— start —
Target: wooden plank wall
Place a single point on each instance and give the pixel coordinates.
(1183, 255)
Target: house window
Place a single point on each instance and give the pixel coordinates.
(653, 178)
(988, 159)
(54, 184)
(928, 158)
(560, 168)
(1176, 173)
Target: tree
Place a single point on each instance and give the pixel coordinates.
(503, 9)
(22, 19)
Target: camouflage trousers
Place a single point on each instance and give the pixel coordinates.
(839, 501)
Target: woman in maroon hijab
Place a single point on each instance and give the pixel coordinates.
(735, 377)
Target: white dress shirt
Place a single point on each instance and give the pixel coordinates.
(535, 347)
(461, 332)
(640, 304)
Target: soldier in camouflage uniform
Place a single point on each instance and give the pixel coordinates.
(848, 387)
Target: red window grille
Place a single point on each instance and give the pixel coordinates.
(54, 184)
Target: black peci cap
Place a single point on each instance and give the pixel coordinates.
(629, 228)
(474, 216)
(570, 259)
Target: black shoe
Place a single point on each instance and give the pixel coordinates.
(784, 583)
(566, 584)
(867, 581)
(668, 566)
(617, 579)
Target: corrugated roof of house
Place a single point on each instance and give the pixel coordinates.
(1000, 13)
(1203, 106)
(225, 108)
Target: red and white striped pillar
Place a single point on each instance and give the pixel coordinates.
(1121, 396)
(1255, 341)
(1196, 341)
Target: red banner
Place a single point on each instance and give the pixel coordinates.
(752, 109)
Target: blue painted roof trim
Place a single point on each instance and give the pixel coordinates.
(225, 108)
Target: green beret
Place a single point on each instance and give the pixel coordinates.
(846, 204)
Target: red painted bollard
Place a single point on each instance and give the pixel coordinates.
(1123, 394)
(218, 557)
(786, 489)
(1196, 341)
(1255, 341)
— end —
AIM OF THE EXERCISE: Rewrite all of the data above with every occurrence of "single point" replaced by "marker", leaving everything else unchanged.

TASK RESULT:
Target: wooden plank wall
Place a marker on each instance and give the pixel coordinates.
(1183, 255)
Target: house window
Place a marker on each instance and give the pixel coordinates.
(653, 178)
(988, 159)
(54, 184)
(928, 158)
(560, 168)
(1176, 173)
Target: tree
Place a marker on each instance and give the pixel coordinates.
(503, 9)
(22, 19)
Target: camouflage trousers
Place a marker on each instance and give the pixel coordinates.
(839, 501)
Target: woman in maroon hijab
Place a marker on each instance and give the pixel coordinates.
(735, 377)
Target: white dress shirt
Place a marker on each instance and give the pixel coordinates.
(535, 347)
(461, 332)
(640, 304)
Target: soldier in camouflage uniform
Place a marker on each instance and give the pixel coordinates.
(848, 387)
Target: red window grille
Place a marker on each instance and give the pixel coordinates.
(54, 184)
Target: black peci cap
Place a marker on each instance and give the pixel coordinates.
(629, 228)
(474, 216)
(570, 259)
Target: black shoe
Place a marker on each instance and give the pixel coordinates.
(784, 583)
(566, 584)
(867, 581)
(668, 566)
(617, 579)
Target: corrugated roof of house
Place a marker on each instance and give the pixel coordinates.
(1000, 13)
(1203, 106)
(225, 108)
Target: red and white striped pillar
Place a marker on each instance and give the pixel coordinates.
(1121, 396)
(1255, 341)
(1196, 341)
Target: red banner
Place a marker on each instance and give the pixel coordinates.
(752, 109)
Target: blue painted roof trim
Place a marker on each instance and give the pixel coordinates.
(225, 108)
Target: green beret
Place a marker on each instance and give the pixel coordinates.
(846, 204)
Target: red painted bollard
Place a marker on each instance and give the pixel coordinates.
(1123, 394)
(218, 557)
(786, 489)
(1196, 341)
(1255, 341)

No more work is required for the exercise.